| WHAT YOU WILL DO |
Write a continuation of the passage on judging friends, romantic partners, and spouses by one's standards, starting right after its last sentence.

What is more, when a relationship is well-developed, there may be moments when you or your listee fall short on some essential standard.  Objectivists too often then either shoot themselves or the one they loved.  Very often, it is wiser to remember the entire context of a relationship and set out to simply solve the problem, rather than shout "Standard violation, you are no good."  You or your established friend, romantic interest, or spouse have a very great value in your past and may often have a very great value together in your future.  The advice that my mom and Michael Stuart Kelly's mom gave to work to have a good marriage simply recognized this fact of life.  The same holds true of friendships.  There were reasons for forming a friendship or for loving someone and it is important to remember them in the context of making a judgment of a present action.  You will constantly be doing this as a thinking person and you cannot afford to be a context dropper when doing so.

| DATA RECORDS |
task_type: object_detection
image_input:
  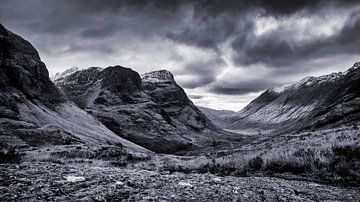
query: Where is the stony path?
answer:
[0,163,360,201]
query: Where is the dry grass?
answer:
[148,128,360,186]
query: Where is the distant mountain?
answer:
[197,106,236,128]
[227,63,360,131]
[54,66,232,153]
[0,24,146,151]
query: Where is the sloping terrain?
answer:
[227,63,360,131]
[54,66,233,153]
[0,25,146,151]
[198,106,236,128]
[0,163,360,201]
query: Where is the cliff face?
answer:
[54,66,231,153]
[228,63,360,133]
[0,25,146,151]
[0,25,64,107]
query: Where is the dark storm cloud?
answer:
[189,94,204,100]
[209,79,278,95]
[232,10,360,68]
[179,58,225,89]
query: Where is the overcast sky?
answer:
[0,0,360,111]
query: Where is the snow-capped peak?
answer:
[141,70,174,82]
[51,67,79,81]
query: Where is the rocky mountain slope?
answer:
[198,106,236,128]
[0,25,146,151]
[54,66,232,153]
[227,63,360,133]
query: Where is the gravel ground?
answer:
[0,162,360,201]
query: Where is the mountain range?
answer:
[53,66,229,153]
[223,63,360,132]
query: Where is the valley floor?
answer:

| RESULT OF THE EXERCISE |
As long as a list is used with moderate expectations, for the sake of maintaining a reasonable focus, it may be a useful strategy.  But good and interesting people, even with the ability to search the whole world via the internet, are still a rare find.  Finding someone among that small set of people who is a perfect romantic match and will make a perfect marriage partner, is still likely to be an improbable outcome.  Most of us would not be perfect on our own lists.  I wish you all the best of luck.  I found my pretty good Objectivist wife 31 years ago and she has put up with her pretty good husband all that time.  It is not a perfect marriage, but it is a good marriage.  It has its trying moments and it has its heavenly moments.  I have three fine daughters to love. Some of you may be as fortunate and some may yet be as fortunate.  Many of you are likely to be less fortunate.  If I were a highly committed perfectionist in this, I would be alone today and that would not have been a life-affirming outcome.  I suggest you be realists and do the best you can do.  If you do not find the perfect partner, it does not necessarily mean that you have no standards.  It may just mean that the perfect partner was not in sufficient supply.  For you men, an unpleasant fact of reality is that there is about 1 woman per 3 men among the admirers of Ayn Rand in the Atlasphere directory.  It seems that there is an insufficient supply of good women, especially.  So treat the women you meet here well!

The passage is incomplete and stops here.